*Object point labels*:
------------------------------------
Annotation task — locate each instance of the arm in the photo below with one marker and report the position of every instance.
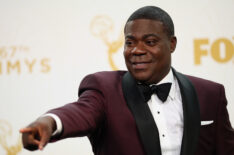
(80, 118)
(224, 131)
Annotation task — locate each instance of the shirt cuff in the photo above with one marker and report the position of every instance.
(58, 123)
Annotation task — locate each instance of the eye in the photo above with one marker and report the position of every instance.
(151, 42)
(128, 42)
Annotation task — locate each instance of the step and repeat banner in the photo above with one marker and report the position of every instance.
(48, 46)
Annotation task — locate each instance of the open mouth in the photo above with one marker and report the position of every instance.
(140, 65)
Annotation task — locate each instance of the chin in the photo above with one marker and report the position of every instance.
(142, 77)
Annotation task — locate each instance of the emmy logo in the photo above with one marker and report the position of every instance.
(102, 27)
(5, 135)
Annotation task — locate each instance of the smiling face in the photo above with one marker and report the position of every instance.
(147, 50)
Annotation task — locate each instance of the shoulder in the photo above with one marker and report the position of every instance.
(101, 81)
(204, 86)
(105, 76)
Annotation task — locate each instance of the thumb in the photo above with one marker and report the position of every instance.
(44, 140)
(25, 130)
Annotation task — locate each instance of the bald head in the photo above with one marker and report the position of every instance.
(154, 13)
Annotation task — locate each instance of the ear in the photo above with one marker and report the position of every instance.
(173, 43)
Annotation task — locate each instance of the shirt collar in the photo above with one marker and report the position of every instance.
(169, 78)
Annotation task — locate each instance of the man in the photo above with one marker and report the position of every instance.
(149, 110)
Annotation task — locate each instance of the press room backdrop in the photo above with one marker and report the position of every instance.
(48, 46)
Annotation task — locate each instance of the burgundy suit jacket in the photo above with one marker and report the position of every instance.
(111, 112)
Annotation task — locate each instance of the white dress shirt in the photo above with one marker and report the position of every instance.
(168, 117)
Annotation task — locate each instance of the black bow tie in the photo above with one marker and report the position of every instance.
(161, 90)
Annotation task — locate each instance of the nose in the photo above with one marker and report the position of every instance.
(138, 50)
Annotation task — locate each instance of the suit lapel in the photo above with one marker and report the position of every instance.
(144, 120)
(191, 112)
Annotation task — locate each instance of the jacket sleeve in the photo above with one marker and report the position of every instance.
(224, 130)
(84, 116)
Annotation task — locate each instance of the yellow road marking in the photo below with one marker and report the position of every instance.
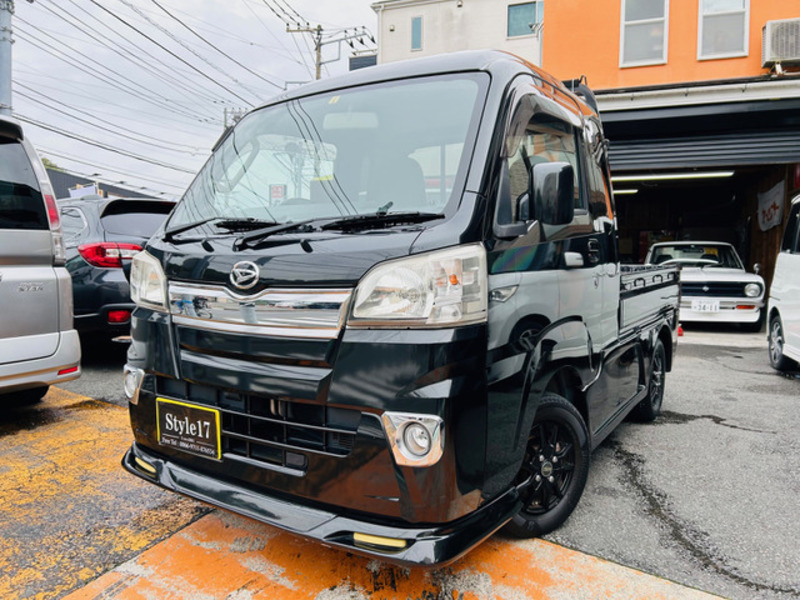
(69, 512)
(227, 556)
------------------------------------
*REQUIREMENTS*: Present everything from the line containing "Annotation task — locate each instance of the press" down to the end of the records as a numbered list, omitting any blank lines and leaving out the pictures.

*RESPONSE TO THE TASK*:
1. Annotation task — locate each instance of the press room backdrop in the photo above with one marker and report the position of every instance.
2. (48, 46)
3. Annotation task — locate each instance of the burgundy suit jacket in the photo above with one marker and report the position of every instance.
4. (111, 112)
5. Annotation task — locate each instance of the white dress shirt in the photo above with one marker and report the position of every instance.
6. (168, 117)
7. Annotation task — locate each instance of the black bow tie in the photo above with one marker and report the position of every instance.
8. (161, 90)
9. Annotation task — locate each instance of the nose in the photo above with one marker and report the position of every instance.
10. (138, 50)
11. Annotation task — locate each instance of the suit lapel in the photo above with one marker and report the position of every instance.
12. (144, 120)
13. (191, 112)
14. Annotation task — locate each instance of the jacket sleeve in the photo above with one marker and report the position of every instance.
15. (224, 130)
16. (84, 116)
17. Annotation task — locate each instance of the yellow road marking in the photo below with one marker and report the position of every instance.
18. (69, 512)
19. (227, 556)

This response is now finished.